Yapılacak İş:
Yurt dışı deneyimleriyle ilgili metnin "YURT DIŞINDA EDİNDİĞİM" ile "uçları vermeye çalışacağım." arasındaki bölümünü, her ikisi de dahil olmak üzere, "özgür" yerine "bağımsız" koyarak yeniden yazınız.

Saturday, August 23, 2008


YURT DIŞINDA EDİNDİĞİM BAZI DENEYİMLER VE BUNLARDAN ÇIKAN BAZI İP UÇLARI

Yaptığımız her şeyden sorumluyuz. Bundan kaçamayız. Bunu yurt dışında daha çok hissediyorum. Mutlak anlamda özgür değiliz. Aksine beni bağlayan şeyler olması, hayatıma anlam katıyor. Madem ki yurt dışında bile mutlak anlamda özgür değiliz, nelere dikkat etmemiz gerektiği hakkında hem kendi deneyimlerimden hem de başka insanları takip ederek öğrendiğim bazı ip uçları vermeye çalışacağım.

İster toplantılara isterseniz toplantılara katılın, bu tür yerlere sadece siz gitmiyorsunuz, kimliğiniz de gidiyor. Ne yaparsanız yapın, yaptığınız her şey ülkenize mal edilebilir diye düşünüyorum. Bu bağlamda bir tek insanın bile benim yüzümden ülkeme ve geleneklerime karşı kırgınlık yaşamasını istemiyorum. Abartmadan, nazik ve anlayışlı olmaya çalışıyorum. Hoşumuza gitmeyen şeyleri nazik bir dille reddediyorum. Bir tercüman olarak ta çok dikkatli olmam gerekiyor.

Veri Satırları:
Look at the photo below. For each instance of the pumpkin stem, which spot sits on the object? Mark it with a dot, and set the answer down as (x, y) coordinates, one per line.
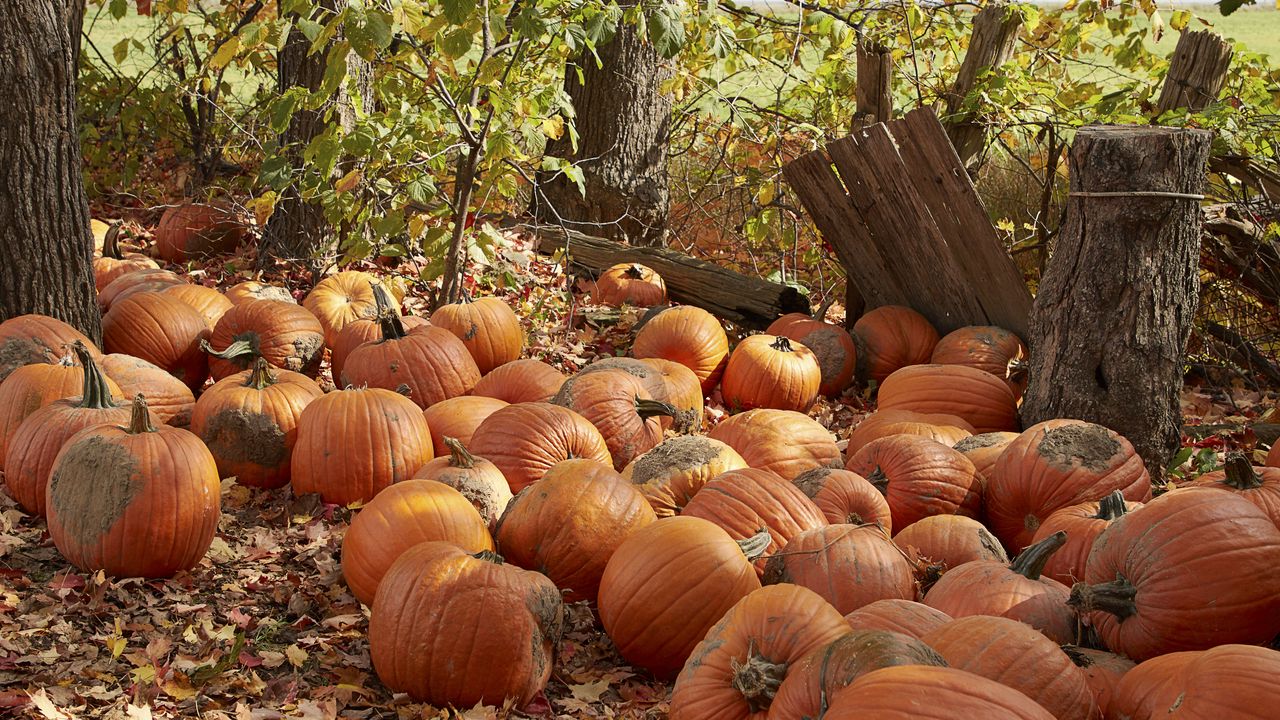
--
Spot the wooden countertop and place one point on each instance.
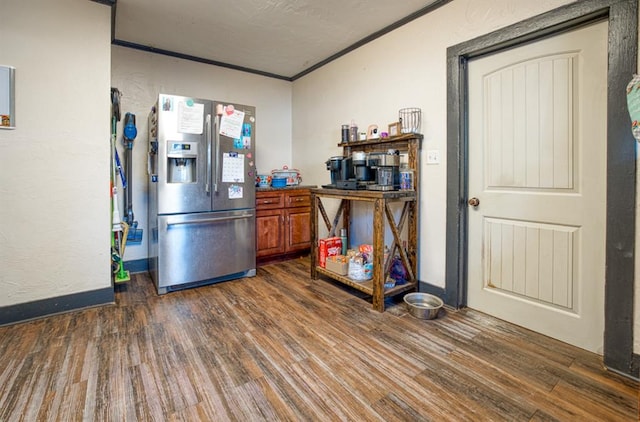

Görevin Yanıtı:
YURT DIŞINDA EDİNDİĞİM BAZI DENEYİMLER VE BUNLARDAN ÇIKAN BAZI İP UÇLARI

Yaptığımız her şeyden sorumluyuz. Bundan kaçamayız. Bunu yurt dışında daha çok hissediyorum. Mutlak anlamda bağımsız değiliz. Aksine beni bağlayan şeyler olması, hayatıma anlam katıyor. Madem ki yurt dışında bile mutlak anlamda bağımsız değiliz, nelere dikkat etmemiz gerektiği hakkında hem kendi deneyimlerimden hem de başka insanları takip ederek öğrendiğim bazı ip uçları vermeye çalışacağım.